(Labeled-object pointing entries)
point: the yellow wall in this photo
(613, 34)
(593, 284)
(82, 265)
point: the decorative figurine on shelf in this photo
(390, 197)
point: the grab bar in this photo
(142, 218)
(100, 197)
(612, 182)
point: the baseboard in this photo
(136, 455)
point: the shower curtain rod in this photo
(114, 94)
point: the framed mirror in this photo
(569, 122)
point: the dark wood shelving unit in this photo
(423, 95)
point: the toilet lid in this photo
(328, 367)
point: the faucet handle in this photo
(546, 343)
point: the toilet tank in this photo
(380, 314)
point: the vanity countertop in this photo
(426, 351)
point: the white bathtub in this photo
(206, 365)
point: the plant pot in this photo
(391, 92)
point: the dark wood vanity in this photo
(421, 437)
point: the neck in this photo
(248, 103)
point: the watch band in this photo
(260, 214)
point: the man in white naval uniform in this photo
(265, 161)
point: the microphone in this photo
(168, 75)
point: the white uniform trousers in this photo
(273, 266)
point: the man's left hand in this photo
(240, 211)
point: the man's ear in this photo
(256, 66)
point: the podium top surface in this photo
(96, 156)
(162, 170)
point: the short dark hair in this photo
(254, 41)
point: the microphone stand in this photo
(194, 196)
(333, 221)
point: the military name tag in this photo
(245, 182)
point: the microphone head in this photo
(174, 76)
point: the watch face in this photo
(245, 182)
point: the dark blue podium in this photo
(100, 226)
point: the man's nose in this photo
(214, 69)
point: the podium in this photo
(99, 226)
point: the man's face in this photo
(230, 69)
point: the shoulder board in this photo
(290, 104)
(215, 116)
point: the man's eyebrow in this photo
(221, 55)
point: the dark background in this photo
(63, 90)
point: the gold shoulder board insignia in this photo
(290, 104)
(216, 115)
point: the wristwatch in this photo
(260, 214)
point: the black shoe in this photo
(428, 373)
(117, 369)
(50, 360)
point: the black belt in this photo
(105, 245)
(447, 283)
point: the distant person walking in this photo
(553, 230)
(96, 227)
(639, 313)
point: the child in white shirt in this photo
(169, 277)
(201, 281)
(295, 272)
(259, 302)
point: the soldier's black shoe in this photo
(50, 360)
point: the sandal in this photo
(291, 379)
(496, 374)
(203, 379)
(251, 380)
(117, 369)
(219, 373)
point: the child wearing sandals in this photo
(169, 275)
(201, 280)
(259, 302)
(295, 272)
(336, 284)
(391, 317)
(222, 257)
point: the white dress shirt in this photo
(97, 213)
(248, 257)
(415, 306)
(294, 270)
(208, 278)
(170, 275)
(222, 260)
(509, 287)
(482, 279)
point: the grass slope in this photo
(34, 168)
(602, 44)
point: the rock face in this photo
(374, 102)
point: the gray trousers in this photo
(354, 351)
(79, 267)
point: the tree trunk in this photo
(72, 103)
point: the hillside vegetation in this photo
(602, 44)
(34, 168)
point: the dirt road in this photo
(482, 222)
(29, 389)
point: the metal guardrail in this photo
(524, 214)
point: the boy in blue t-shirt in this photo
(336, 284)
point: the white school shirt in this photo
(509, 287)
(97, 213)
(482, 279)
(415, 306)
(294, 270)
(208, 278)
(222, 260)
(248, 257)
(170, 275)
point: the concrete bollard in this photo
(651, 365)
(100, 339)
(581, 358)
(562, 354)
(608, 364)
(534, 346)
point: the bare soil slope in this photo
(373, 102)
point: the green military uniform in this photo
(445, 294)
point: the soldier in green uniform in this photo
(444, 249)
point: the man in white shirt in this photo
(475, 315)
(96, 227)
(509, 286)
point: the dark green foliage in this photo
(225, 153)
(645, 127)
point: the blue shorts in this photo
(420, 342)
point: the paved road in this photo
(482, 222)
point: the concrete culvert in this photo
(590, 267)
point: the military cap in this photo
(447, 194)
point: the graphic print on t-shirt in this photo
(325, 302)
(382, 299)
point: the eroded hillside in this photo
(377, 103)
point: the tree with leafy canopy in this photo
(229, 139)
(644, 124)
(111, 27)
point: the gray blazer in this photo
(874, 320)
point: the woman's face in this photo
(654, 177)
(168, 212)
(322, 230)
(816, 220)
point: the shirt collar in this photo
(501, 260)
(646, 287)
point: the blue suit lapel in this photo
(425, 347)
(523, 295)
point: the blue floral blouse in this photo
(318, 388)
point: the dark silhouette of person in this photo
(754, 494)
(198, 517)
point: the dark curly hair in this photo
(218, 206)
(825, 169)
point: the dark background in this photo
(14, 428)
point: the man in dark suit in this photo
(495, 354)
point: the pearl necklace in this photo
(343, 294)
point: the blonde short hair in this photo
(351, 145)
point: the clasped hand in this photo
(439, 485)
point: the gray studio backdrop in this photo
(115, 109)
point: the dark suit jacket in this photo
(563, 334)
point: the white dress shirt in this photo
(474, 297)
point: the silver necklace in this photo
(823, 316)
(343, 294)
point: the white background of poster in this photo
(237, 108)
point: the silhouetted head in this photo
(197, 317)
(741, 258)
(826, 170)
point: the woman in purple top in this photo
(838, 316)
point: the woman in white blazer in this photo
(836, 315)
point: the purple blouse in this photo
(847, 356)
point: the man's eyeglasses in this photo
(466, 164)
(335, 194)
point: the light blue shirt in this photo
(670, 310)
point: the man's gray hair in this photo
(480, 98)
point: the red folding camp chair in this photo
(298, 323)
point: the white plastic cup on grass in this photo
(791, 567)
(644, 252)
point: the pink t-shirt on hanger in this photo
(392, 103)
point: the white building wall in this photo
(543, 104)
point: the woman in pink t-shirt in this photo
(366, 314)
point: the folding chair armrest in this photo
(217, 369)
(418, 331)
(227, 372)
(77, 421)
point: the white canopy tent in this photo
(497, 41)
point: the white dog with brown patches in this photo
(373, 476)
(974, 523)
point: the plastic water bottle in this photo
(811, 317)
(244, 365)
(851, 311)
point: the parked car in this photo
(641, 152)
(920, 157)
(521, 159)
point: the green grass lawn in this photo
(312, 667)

> [Exercise description]: Copy each entry exactly, with nothing added or dropped.

> [Solution to this exercise]:
point: the yellow wall in this photo
(613, 34)
(593, 284)
(82, 265)
point: the decorative figurine on shelf in this photo
(390, 197)
point: the grab bar in this photo
(142, 218)
(100, 197)
(612, 182)
point: the baseboard in this photo
(136, 455)
point: the shower curtain rod in this photo
(114, 94)
point: the framed mirror in this photo
(569, 122)
point: the dark wood shelving unit in this photo
(423, 95)
point: the toilet lid in this photo
(328, 367)
point: the faucet handle in this photo
(546, 343)
point: the toilet tank in this photo
(380, 314)
point: the vanity countertop in this photo
(426, 351)
point: the white bathtub in this photo
(206, 365)
point: the plant pot in this photo
(391, 92)
point: the dark wood vanity in this photo
(421, 437)
point: the neck in this photo
(248, 103)
point: the watch band in this photo
(260, 214)
point: the man in white naval uniform in this photo
(265, 161)
point: the microphone in this photo
(168, 75)
point: the white uniform trousers in this photo
(273, 266)
point: the man's left hand in this photo
(240, 211)
point: the man's ear in this photo
(256, 66)
point: the podium top surface in this photo
(96, 156)
(162, 170)
point: the short dark hair in this photo
(254, 41)
point: the microphone stand in this photo
(194, 196)
(333, 221)
point: the military name tag in this photo
(245, 182)
point: the microphone head in this photo
(174, 76)
point: the watch face in this photo
(245, 182)
point: the dark blue podium in this photo
(100, 226)
point: the man's nose in this photo
(214, 69)
point: the podium in this photo
(99, 226)
point: the man's face in this photo
(230, 69)
point: the shoulder board in this photo
(290, 104)
(215, 116)
point: the man's eyebrow in this photo
(221, 55)
point: the dark background in this photo
(63, 90)
point: the gold shoulder board insignia in this photo
(290, 104)
(216, 115)
point: the wristwatch in this photo
(260, 214)
point: the black shoe in this photo
(428, 373)
(117, 369)
(50, 360)
point: the black belt in this photo
(105, 245)
(447, 283)
point: the distant person walking in this photo
(553, 230)
(96, 227)
(639, 313)
point: the child in white shirt in this photo
(169, 277)
(201, 281)
(295, 272)
(259, 302)
point: the soldier's black shoe in this photo
(50, 360)
point: the sandal in this photo
(291, 379)
(496, 374)
(203, 379)
(251, 380)
(117, 369)
(219, 373)
point: the child wearing sandals in this photo
(169, 275)
(201, 280)
(259, 302)
(295, 272)
(336, 284)
(391, 317)
(222, 257)
point: the white dress shirt in this photo
(97, 213)
(248, 257)
(415, 306)
(294, 270)
(208, 278)
(170, 275)
(222, 260)
(509, 287)
(482, 279)
point: the grass slope in this photo
(34, 168)
(602, 44)
point: the rock face in this photo
(374, 102)
point: the gray trousers in this photo
(354, 351)
(79, 267)
point: the tree trunk in this photo
(72, 103)
point: the hillside vegetation in this photo
(602, 44)
(34, 168)
point: the dirt road in this photo
(482, 222)
(29, 389)
point: the metal guardrail in this photo
(524, 214)
point: the boy in blue t-shirt in this photo
(336, 284)
point: the white school shirt in this photo
(509, 287)
(97, 213)
(482, 279)
(415, 306)
(294, 270)
(208, 278)
(222, 260)
(248, 257)
(170, 275)
point: the concrete bollard in this photo
(651, 365)
(100, 339)
(581, 358)
(562, 354)
(608, 364)
(534, 346)
point: the bare soil slope in this photo
(373, 102)
point: the green military uniform in this photo
(445, 294)
point: the soldier in green uniform in this photo
(444, 249)
point: the man in white shirt in this photo
(475, 315)
(96, 227)
(509, 286)
point: the dark green foliage in this photo
(225, 153)
(645, 127)
point: the blue shorts in this photo
(420, 342)
point: the paved road in this photo
(482, 222)
point: the concrete culvert in this photo
(590, 267)
point: the military cap in this photo
(447, 194)
point: the graphic print on t-shirt in this photo
(325, 302)
(382, 299)
point: the eroded hillside in this photo
(377, 103)
point: the tree with leafy canopy in this photo
(229, 139)
(644, 124)
(111, 27)
point: the gray blazer in this photo
(874, 320)
point: the woman's face in this photo
(654, 177)
(168, 212)
(322, 230)
(816, 220)
point: the shirt collar in this photo
(501, 260)
(646, 287)
point: the blue suit lapel in this photo
(425, 347)
(523, 295)
point: the blue floral blouse in this photo
(318, 388)
point: the dark silhouette of person in this photo
(754, 494)
(198, 517)
point: the dark curly hair in this photo
(218, 206)
(825, 169)
point: the dark background in this photo
(14, 428)
point: the man in dark suit in this photo
(495, 354)
point: the pearl necklace in this photo
(343, 294)
point: the blonde short hair in this photo
(351, 145)
point: the clasped hand in this photo
(439, 485)
point: the gray studio backdrop in this photo
(115, 109)
point: the dark suit jacket in this photo
(563, 334)
point: the white dress shirt in this photo
(474, 297)
point: the silver necklace in this photo
(823, 316)
(343, 294)
point: the white background of poster in this photo
(237, 108)
point: the silhouetted head in this photo
(197, 317)
(741, 258)
(826, 170)
point: the woman in purple top in this photo
(838, 316)
point: the woman in white blazer in this photo
(836, 315)
point: the purple blouse in this photo
(847, 356)
point: the man's eyeglasses in this photo
(466, 164)
(335, 194)
point: the light blue shirt in this photo
(670, 310)
point: the man's gray hair in this photo
(480, 98)
point: the red folding camp chair in this photo
(298, 323)
point: the white plastic cup on grass in this photo
(791, 567)
(644, 252)
point: the pink t-shirt on hanger in this photo
(392, 103)
point: the white building wall in this photo
(543, 104)
point: the woman in pink t-shirt in this photo
(366, 314)
point: the folding chair armrest in this photo
(217, 369)
(418, 331)
(227, 372)
(77, 421)
point: the white canopy tent in this photo
(497, 41)
point: the white dog with brown patches in this photo
(373, 476)
(974, 523)
point: the plastic water bottle in this photo
(811, 317)
(244, 365)
(851, 311)
point: the parked car in this photo
(641, 152)
(920, 157)
(521, 159)
point: the green grass lawn in this photo
(312, 667)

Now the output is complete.